O livro da jornalista Betina Anton pretende traçar a história dos dias em que Josef Mengele esteve no Brasil, depois de uma fuga quase inacreditável da Europa, passando por Argentina e Paraguai (e protegido por Perón e Stroessner, os ditadores da época).
A obra, no entanto, vai muito além desse propósito inicial. O texto vai buscar, numa quantidade enorme de fontes, quem era o homem Mengele. E vamos nos deparar com uma personalidade complexa e culta – lia bons livros, escutava música clássica e conversava em alto nível. Tinha dois doutorados, em Medicina e Antropologia, muito estudo, mas era completamente desprovido de piedade e ética, como já se sabe. É de se pensar o que seria “Ética” para uma pessoa formada no nazismo e na escola da Eugenia, que propunha os conceitos de raças superiores e inferiores.
Para ilustrar o nível de atrocidades que eram perpetradas pelo médico, a autora recorre à bibliografia e a entrevistas com sobreviventes dos campos de concentração. Ela descreve algumas das experiências pretensamente científicas conduzidas pelo médico, deixando claros o horror e a barbaridade, sem cair em exageros ou sensacionalismo
O ponto de partida do texto é curioso. A escritora fez o ensino fundamental no Brasil, numa escola alemã. Em dado momento sua professora não foi mais dar aulas. Betina sempre se perguntou o porquê do sumiço. Muito depois, por circunstâncias e coincidências da vida, soube que a professora foi uma das pessoas que deram guarida a Mengele. Este acontecimento foi um dos estopins que a fizeram escrever o livro.
Uma pregunta permeia a narrativa: “Como foi possível?” Como foi possível que um dos homens mais procurados do mundo vivesse praticamente em paz, num sítio do interior de São Paulo, não muito longe da capital? Esse homem, cujo rumo era perseguido pela polícia de diversos países, pelos caçadores de nazistas, pelo Mossad, o temível Serviço Secreto israelense, escapou de todas as investigações e morreu afogado na praia de Bertioga, num dia em que ia se divertir com amigos. Como foi possível? O livro delineia a resposta com brilhantismo. Ao acabar a leitura, vemos como as mais diversas circunstâncias, o acaso, a cumplicidade entre os nazistas e simpatizantes espalhados pelo mundo e uma sorte incrível contribuíram para a impunidade do “Anjo da Morte”, como foi chamada essa criatura singular e cruel.
É impressionante a rede de apoio que Mengele teve no Brasil. A maioria dessas pessoas eram ligadas ao nazismo, mas outras não o eram, ao menos explicitamente. Houve uma porção de europeus, notadamente alemães, austríacos e húngaros, que se propuseram a ajudar o carrasco. Por quê? É bem difícil responder. Em certas passagens do livro tem-se a impressão de que a ajuda se deu simplesmente por ser um europeu em apuros num país de latinos, numa época em que os preconceitos eram ainda mais fortes que hoje.
Não é demais enfatizar a capacidade de trabalho da autora. Ele fez inúmeras entrevistas, viajou, leu um sem-número de obras. Todo esse material está relacionado no final do livro. Foram seis anos dedicados à tarefa. E como se não bastasse o empenho, Betina Anton escreve muito bem, prendendo a atenção do leitor. Um livro que vale a pena ser lido por sua excelência e também por gerar muita reflexão. Não é possível ser indiferente a tal leitura.

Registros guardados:
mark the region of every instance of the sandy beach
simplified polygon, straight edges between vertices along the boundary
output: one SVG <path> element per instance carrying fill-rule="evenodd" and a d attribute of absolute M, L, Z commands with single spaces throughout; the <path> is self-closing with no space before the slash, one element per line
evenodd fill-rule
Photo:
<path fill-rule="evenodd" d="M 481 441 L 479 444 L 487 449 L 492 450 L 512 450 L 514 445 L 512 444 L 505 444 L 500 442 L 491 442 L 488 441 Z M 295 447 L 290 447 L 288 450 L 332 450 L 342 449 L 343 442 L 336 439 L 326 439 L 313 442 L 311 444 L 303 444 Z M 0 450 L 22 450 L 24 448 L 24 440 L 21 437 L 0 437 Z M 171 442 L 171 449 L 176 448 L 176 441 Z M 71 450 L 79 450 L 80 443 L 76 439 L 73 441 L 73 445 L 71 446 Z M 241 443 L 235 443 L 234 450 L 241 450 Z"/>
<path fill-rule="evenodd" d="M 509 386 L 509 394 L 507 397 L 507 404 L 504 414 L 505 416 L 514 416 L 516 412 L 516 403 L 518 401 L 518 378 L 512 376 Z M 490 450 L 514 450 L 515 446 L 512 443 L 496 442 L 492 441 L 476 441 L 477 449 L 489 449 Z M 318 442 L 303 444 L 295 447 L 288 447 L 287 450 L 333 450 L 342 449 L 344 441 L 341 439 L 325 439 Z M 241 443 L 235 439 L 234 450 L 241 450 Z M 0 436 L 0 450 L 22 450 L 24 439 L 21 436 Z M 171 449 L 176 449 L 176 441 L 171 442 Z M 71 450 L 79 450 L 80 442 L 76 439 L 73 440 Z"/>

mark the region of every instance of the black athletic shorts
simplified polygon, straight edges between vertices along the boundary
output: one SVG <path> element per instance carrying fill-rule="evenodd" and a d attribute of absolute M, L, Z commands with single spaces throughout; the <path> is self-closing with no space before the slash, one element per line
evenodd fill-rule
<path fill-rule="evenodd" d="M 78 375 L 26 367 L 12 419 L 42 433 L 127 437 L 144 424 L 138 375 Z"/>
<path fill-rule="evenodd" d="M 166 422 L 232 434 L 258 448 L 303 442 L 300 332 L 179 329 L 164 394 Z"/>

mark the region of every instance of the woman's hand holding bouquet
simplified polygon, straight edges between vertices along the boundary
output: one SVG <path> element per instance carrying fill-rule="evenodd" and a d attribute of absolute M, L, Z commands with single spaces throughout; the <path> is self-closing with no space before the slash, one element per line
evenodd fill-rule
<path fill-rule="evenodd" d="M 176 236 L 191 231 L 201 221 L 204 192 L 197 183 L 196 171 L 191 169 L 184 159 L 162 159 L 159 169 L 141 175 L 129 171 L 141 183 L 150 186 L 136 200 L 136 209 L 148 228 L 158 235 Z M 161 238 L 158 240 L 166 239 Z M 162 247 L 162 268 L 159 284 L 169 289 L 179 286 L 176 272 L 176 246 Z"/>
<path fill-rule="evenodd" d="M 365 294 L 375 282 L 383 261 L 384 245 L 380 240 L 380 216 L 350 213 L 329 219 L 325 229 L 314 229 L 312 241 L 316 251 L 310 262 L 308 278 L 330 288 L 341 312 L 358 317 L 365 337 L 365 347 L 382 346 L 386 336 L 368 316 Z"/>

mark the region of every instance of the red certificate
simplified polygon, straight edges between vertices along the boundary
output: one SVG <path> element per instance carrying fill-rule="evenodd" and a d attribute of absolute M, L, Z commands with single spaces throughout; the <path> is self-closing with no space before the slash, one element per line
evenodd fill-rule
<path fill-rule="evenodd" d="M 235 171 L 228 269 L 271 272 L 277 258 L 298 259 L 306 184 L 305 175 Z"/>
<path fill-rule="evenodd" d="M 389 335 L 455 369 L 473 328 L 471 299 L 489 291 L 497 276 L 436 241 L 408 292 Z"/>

> [O que fazer]
(a) De acordo com o trecho escolhido, que fato levou a autora a escrever o livro? Responda em uma a três frases.
(b) Diga se cada frase abaixo concorda com o trecho escolhido, respondendo sim ou não e citando as palavras do texto que decidem: (i) Mengele tinha formação em Medicina e em Antropologia. (ii) Mengele acabou preso pela polícia no Brasil. (iii) A autora passou seis anos no trabalho do livro.
(c) Copie do trecho escolhido a parte que vai de “Uma pregunta permeia” até “singular e cruel.”, com essas palavras incluídas.

> [Respostas do exercício]
(a) Uma professora da autora numa escola alemã no Brasil parou de dar aulas de repente. Muito depois, a autora descobriu que ela foi uma das pessoas que deram guarida a Mengele. Esse foi um dos estopins para escrever o livro.

(b)
(i) Sim: “Tinha dois doutorados, em Medicina e Antropologia”.
(ii) Não: “escapou de todas as investigações e morreu afogado na praia de Bertioga”.
(iii) Sim: “Foram seis anos dedicados à tarefa.”

(c)
Uma pregunta permeia a narrativa: “Como foi possível?” Como foi possível que um dos homens mais procurados do mundo vivesse praticamente em paz, num sítio do interior de São Paulo, não muito longe da capital? Esse homem, cujo rumo era perseguido pela polícia de diversos países, pelos caçadores de nazistas, pelo Mossad, o temível Serviço Secreto israelense, escapou de todas as investigações e morreu afogado na praia de Bertioga, num dia em que ia se divertir com amigos. Como foi possível? O livro delineia a resposta com brilhantismo. Ao acabar a leitura, vemos como as mais diversas circunstâncias, o acaso, a cumplicidade entre os nazistas e simpatizantes espalhados pelo mundo e uma sorte incrível contribuíram para a impunidade do “Anjo da Morte”, como foi chamada essa criatura singular e cruel.